» **Extract**
** Begin **

Nicknames in sports are nothing new.

 

George Herman Ruth is best known as Babe. Pete Maravich sounded a little pedestrian. But watch him drain bombs from 30 feet and you’ll understand why they called him “Pistol Pete.” The name Julius Erving appears rather refined, like a man of science. Perhaps that’s why on the basketball court, he was known as “Dr. J.” Fans dubbed Reggie Jackson “Mr. October” after his heroics in post-season play.

 

But no one assigns nicknames to athletes like ESPN’s Chris Berman.

 

And no one does it with such flair.

 

In Berman’s world, little-used Cincinnati Bengals running back Eric Bieniemy became Eric “Sleeping With” Bieniemy. Houston Astros pitcher Jim Deshaies morphed into Jim “Two Silhouettes On” Deshaies. And who can forget Baltimore Orioles outfielder John “Tonight Let It Be” Lowenstein?

 

So what if Berman covered Congress? And his highlight reels weren’t filled with ballplayers, but lawmakers?

 

Here’s a lighthearted stab at some monikers Berman might concoct for Capitol Hill.

 

Without question, there would be the puns. Simple layups. Rep. Neil Abercrombie (D-HI) “And Fitch.” Rep. Ed “Rolls” Royce (R-CA).” Rep. Melissa “L.L.” Bean (D-IL). Rep. Tammy Baldwin “Piano” (D-WI).

 

Popular culture might inspire other names.

 

I wonder what Billy Ray Cyrus would think if Rep. Todd Akin (R-MO) goes country and becomes Todd Akin “Breaky Heart?”

 

Keeping with the musical theme, The Royal Guardsmen might redo their 1966 hit “Snoopy and the Red” Baron Hill (D-IN).

 

I’m certain Rep. Roscoe Bartlett (R-MD) is used to references to the sheriff on the Dukes of Hazard when people call him Roscoe “P. Coltrane” Bartlett. There’s Jerry “Abbott and” Costello (D-IL). Rep. Phil “The Tortoise and the” Hare (D-IL). And Rep. Ted “Edgar Allan” Poe (R-TX).

 

I don’t know what insurance Rep. Jason Altmire (D-PA) carries. But for the purposes of this exercise, he’s Jason “You’re In Good Hands With” Altmire.

 

Better hope that Rep. Suzanne Kosmas (D-FL) is a fan of Seinfeld. She’ll be Suzanne Kosmas “Kramer.”

 

Keeping with the sit-com theme, I’m certain Red Foxx would appreciate the Cash for Clunkers program with Rep. Sander “And Son” Levin (D-MI).

 

And when you trade in that clunker, you could drive off the lot in a new Rep. Mike Honda (D-CA) “Accord” or a  Rep. Michael Arcuri (D-NY) “Integra.”

 

But please read the fine print. This offer is Rep. Allen Boyd “Where Prohibited” (D-FL).

 

Rep. Diana DeGette (D-CO) may represent Denver on Capitol Hill. But her name sounds more like something overheard in a Queens diner: Diana DeGette “About It.”

** End **

» **Set tasks**
1: According to the article, what nickname did fans give Reggie Jackson?
2: Translate this sentence from the article into Spanish: "But no one assigns nicknames to athletes like ESPN’s Chris Berman."
3: Reproduce the stretch of the article from "George Herman Ruth" through "ESPN’s Chris Berman.".

» **Data excerpts**
** Begin **

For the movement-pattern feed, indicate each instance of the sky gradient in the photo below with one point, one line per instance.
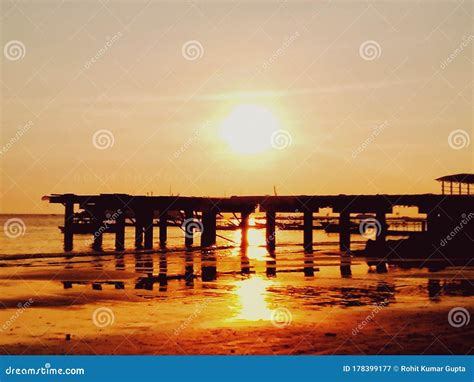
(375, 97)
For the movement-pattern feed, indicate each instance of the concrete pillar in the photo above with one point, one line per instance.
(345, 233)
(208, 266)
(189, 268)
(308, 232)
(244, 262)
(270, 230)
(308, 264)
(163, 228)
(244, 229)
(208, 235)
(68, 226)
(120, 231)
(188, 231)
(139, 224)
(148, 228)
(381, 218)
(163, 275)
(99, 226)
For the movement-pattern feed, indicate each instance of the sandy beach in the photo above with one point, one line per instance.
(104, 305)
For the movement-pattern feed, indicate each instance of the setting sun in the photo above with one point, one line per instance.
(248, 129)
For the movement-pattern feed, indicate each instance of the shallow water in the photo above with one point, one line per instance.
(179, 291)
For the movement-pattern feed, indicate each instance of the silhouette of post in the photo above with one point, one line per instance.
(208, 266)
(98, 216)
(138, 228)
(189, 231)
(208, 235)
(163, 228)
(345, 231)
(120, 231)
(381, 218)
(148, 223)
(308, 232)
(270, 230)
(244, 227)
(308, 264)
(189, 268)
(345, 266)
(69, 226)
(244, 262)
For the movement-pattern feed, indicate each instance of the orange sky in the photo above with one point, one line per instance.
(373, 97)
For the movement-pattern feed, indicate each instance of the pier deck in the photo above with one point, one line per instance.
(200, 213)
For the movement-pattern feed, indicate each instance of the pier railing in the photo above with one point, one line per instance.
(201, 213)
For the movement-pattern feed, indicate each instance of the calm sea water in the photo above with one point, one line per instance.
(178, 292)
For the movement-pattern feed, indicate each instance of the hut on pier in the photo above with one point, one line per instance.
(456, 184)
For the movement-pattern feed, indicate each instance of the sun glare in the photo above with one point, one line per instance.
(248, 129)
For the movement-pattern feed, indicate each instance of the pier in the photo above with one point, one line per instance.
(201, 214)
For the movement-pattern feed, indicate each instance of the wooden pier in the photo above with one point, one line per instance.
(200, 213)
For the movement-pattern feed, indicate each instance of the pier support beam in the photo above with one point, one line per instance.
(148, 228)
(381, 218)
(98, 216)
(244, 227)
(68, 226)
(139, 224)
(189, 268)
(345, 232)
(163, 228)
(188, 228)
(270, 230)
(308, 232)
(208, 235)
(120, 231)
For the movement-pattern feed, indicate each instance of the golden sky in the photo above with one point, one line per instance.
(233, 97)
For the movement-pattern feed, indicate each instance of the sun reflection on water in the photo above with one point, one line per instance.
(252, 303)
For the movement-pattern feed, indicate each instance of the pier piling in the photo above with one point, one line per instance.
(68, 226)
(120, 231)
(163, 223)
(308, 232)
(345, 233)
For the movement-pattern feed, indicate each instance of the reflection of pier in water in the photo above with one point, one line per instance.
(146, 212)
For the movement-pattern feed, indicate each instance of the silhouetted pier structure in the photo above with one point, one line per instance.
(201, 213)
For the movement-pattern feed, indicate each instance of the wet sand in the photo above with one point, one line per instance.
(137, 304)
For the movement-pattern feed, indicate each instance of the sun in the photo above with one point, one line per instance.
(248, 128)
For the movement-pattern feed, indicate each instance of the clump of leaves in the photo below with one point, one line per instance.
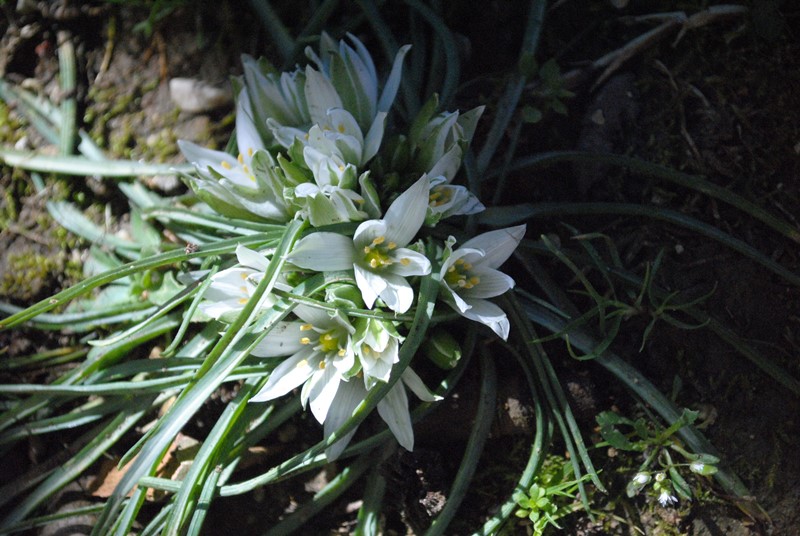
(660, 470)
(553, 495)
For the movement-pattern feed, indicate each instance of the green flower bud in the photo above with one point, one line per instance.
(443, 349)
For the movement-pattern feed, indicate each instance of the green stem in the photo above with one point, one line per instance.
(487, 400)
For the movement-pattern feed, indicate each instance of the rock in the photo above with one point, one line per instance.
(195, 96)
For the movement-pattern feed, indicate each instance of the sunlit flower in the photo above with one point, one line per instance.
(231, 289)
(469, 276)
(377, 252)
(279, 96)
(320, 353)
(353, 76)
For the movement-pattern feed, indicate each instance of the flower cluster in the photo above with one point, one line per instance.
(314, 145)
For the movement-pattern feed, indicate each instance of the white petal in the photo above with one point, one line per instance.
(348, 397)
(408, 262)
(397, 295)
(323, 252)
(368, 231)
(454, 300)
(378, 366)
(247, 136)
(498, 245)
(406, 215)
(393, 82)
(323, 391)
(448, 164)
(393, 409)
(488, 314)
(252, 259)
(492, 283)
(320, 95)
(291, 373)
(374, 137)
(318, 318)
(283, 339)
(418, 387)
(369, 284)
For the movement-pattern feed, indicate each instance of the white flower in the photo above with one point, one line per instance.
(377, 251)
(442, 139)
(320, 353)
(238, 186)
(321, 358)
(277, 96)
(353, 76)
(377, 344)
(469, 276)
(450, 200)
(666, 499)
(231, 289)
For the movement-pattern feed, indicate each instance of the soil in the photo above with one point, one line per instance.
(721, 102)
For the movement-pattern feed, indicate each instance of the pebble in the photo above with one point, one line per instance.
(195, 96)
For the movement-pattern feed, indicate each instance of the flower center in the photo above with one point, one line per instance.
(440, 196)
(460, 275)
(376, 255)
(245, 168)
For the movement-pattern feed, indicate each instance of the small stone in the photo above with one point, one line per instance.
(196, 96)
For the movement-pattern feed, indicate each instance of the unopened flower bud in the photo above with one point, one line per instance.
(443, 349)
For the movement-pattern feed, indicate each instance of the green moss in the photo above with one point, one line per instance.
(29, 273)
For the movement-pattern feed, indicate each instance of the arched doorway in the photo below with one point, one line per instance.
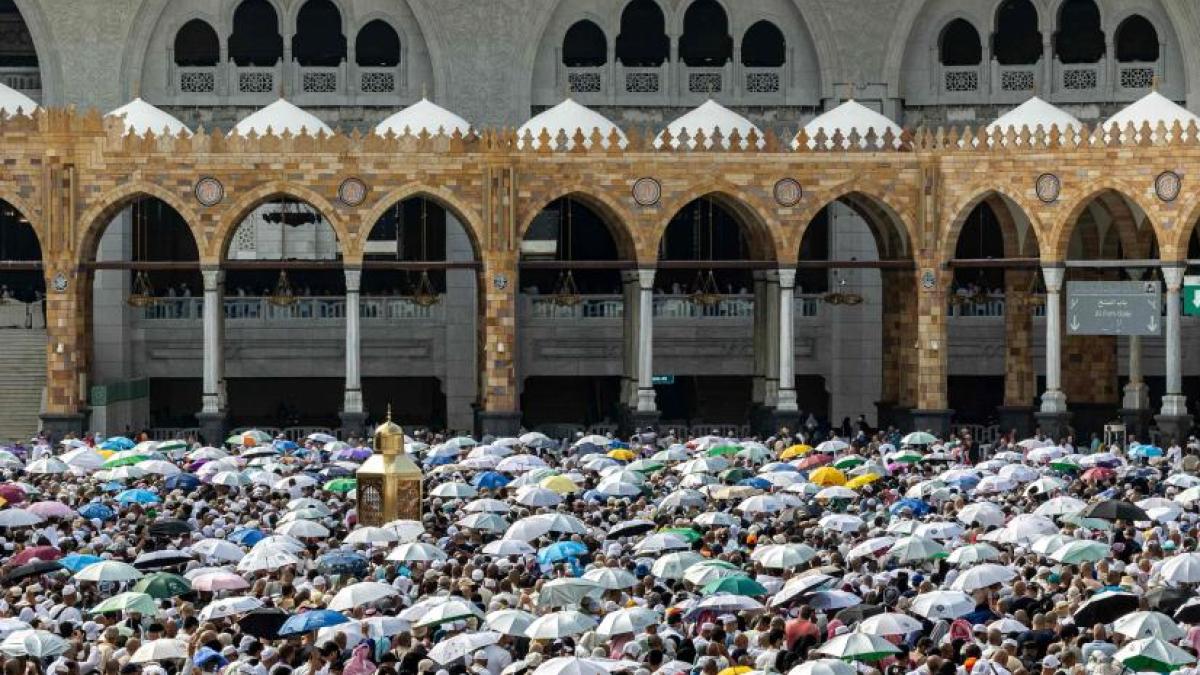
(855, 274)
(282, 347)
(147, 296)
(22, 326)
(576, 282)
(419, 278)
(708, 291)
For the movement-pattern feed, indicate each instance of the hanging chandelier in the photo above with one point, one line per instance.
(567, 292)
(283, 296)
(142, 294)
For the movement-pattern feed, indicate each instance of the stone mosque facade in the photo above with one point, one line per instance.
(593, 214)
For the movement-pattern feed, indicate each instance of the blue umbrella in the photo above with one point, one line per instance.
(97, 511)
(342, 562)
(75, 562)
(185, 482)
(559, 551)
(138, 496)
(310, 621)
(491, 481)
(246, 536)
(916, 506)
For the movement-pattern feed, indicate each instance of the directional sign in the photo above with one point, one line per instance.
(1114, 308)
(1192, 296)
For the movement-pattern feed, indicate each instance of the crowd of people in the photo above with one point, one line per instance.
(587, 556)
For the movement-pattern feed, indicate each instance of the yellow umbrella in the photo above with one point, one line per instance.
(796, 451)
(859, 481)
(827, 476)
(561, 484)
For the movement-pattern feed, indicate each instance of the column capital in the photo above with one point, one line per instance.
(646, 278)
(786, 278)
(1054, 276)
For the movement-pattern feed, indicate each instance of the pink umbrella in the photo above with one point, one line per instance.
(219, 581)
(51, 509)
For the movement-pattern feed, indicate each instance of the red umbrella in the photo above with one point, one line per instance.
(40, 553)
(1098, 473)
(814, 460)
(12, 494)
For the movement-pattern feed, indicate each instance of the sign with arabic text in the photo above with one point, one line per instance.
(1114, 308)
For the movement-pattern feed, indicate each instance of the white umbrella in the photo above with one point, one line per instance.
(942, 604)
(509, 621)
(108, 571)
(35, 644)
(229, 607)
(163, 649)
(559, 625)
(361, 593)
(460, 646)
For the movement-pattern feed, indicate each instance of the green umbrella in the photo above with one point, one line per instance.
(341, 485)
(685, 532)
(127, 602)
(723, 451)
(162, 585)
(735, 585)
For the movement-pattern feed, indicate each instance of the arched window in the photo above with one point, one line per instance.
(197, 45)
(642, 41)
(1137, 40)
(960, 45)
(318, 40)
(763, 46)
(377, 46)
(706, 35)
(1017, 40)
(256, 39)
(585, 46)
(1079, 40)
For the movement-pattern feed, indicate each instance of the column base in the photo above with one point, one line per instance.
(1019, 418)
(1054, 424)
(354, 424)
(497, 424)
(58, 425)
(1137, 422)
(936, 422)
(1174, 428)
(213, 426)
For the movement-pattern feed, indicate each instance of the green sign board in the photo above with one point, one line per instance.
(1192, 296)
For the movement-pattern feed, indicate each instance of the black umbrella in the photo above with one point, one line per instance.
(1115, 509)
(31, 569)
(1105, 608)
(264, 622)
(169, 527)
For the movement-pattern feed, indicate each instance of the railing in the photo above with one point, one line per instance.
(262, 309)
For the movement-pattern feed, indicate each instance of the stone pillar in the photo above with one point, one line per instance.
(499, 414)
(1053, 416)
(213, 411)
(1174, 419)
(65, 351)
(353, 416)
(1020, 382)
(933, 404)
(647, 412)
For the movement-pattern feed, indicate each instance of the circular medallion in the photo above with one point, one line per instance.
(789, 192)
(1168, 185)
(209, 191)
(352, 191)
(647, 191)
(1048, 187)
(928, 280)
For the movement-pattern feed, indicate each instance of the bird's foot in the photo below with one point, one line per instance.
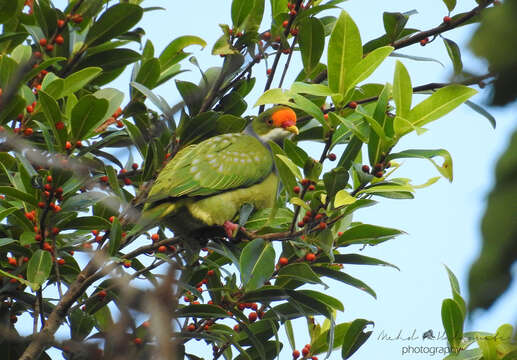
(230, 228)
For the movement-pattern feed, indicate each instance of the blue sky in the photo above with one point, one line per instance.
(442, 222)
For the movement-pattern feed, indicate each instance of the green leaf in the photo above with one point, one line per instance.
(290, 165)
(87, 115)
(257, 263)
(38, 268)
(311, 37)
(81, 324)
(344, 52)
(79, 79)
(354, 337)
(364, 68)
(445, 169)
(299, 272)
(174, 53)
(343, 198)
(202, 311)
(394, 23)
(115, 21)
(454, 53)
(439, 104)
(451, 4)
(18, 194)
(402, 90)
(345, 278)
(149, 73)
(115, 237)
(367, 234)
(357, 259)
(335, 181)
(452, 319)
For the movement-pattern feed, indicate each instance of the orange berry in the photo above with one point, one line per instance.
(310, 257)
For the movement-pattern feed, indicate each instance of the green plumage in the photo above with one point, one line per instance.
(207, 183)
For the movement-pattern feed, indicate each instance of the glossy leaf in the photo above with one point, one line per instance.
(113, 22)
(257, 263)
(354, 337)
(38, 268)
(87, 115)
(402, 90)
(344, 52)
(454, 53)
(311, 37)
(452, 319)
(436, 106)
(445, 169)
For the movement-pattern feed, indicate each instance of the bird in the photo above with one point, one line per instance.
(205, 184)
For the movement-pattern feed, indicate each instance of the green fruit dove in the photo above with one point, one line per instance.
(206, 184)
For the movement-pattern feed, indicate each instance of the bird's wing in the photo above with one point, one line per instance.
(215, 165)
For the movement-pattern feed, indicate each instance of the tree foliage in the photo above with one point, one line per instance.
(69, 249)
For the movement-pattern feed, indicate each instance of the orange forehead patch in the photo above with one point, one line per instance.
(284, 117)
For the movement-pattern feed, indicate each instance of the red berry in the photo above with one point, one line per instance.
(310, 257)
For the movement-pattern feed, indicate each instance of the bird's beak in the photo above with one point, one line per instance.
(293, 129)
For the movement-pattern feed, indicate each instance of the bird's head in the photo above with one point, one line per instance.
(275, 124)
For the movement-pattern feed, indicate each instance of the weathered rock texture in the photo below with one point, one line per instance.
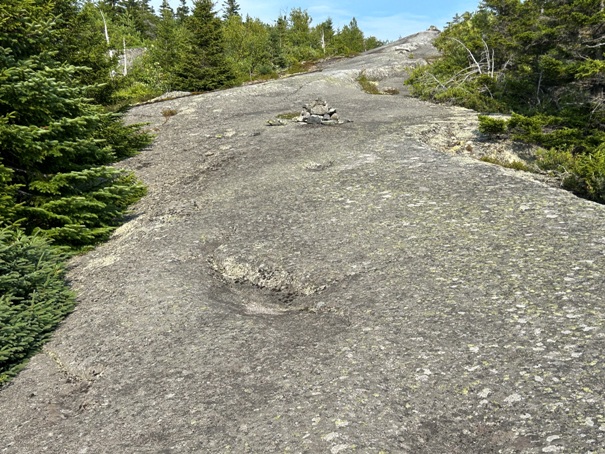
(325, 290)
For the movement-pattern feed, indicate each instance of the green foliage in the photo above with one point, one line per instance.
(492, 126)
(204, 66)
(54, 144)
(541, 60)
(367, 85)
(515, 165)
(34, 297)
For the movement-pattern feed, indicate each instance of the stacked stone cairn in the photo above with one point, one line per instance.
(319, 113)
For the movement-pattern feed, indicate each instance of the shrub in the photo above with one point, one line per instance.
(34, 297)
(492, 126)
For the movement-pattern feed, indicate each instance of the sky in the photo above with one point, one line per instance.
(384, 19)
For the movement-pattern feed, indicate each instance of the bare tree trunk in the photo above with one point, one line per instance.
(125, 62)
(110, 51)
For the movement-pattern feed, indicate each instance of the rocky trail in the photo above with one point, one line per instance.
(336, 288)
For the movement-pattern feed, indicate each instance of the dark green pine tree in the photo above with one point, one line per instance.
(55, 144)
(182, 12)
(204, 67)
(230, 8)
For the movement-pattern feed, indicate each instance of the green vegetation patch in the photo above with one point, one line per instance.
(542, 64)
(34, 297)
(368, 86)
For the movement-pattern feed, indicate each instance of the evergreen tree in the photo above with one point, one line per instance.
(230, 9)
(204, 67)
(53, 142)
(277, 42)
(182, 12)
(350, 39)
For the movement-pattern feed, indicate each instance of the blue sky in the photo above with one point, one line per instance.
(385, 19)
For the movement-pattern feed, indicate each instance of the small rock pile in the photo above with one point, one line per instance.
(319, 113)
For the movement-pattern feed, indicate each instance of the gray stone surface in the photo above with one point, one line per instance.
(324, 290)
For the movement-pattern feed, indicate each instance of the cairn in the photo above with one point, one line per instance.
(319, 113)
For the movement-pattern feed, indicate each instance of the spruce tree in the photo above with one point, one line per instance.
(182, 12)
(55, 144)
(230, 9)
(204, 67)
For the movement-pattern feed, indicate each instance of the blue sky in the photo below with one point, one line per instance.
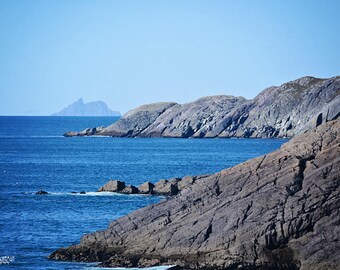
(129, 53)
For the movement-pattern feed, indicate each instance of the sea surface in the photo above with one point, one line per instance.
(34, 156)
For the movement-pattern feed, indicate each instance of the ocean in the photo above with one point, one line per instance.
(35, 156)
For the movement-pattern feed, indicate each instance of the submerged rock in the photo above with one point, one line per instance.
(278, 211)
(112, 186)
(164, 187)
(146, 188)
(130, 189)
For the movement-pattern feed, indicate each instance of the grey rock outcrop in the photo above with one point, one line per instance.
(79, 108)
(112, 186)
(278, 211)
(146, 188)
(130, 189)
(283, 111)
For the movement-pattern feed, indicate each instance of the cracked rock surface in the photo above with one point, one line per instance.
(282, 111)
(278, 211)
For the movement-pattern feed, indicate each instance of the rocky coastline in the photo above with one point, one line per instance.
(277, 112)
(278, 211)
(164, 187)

** End **

» **Set of answers**
1: Mr. October

2: Pero nadie les pone apodos a los atletas como Chris Berman, de ESPN.

3:
George Herman Ruth is best known as Babe. Pete Maravich sounded a little pedestrian. But watch him drain bombs from 30 feet and you’ll understand why they called him “Pistol Pete.” The name Julius Erving appears rather refined, like a man of science. Perhaps that’s why on the basketball court, he was known as “Dr. J.” Fans dubbed Reggie Jackson “Mr. October” after his heroics in post-season play.

 

But no one assigns nicknames to athletes like ESPN’s Chris Berman.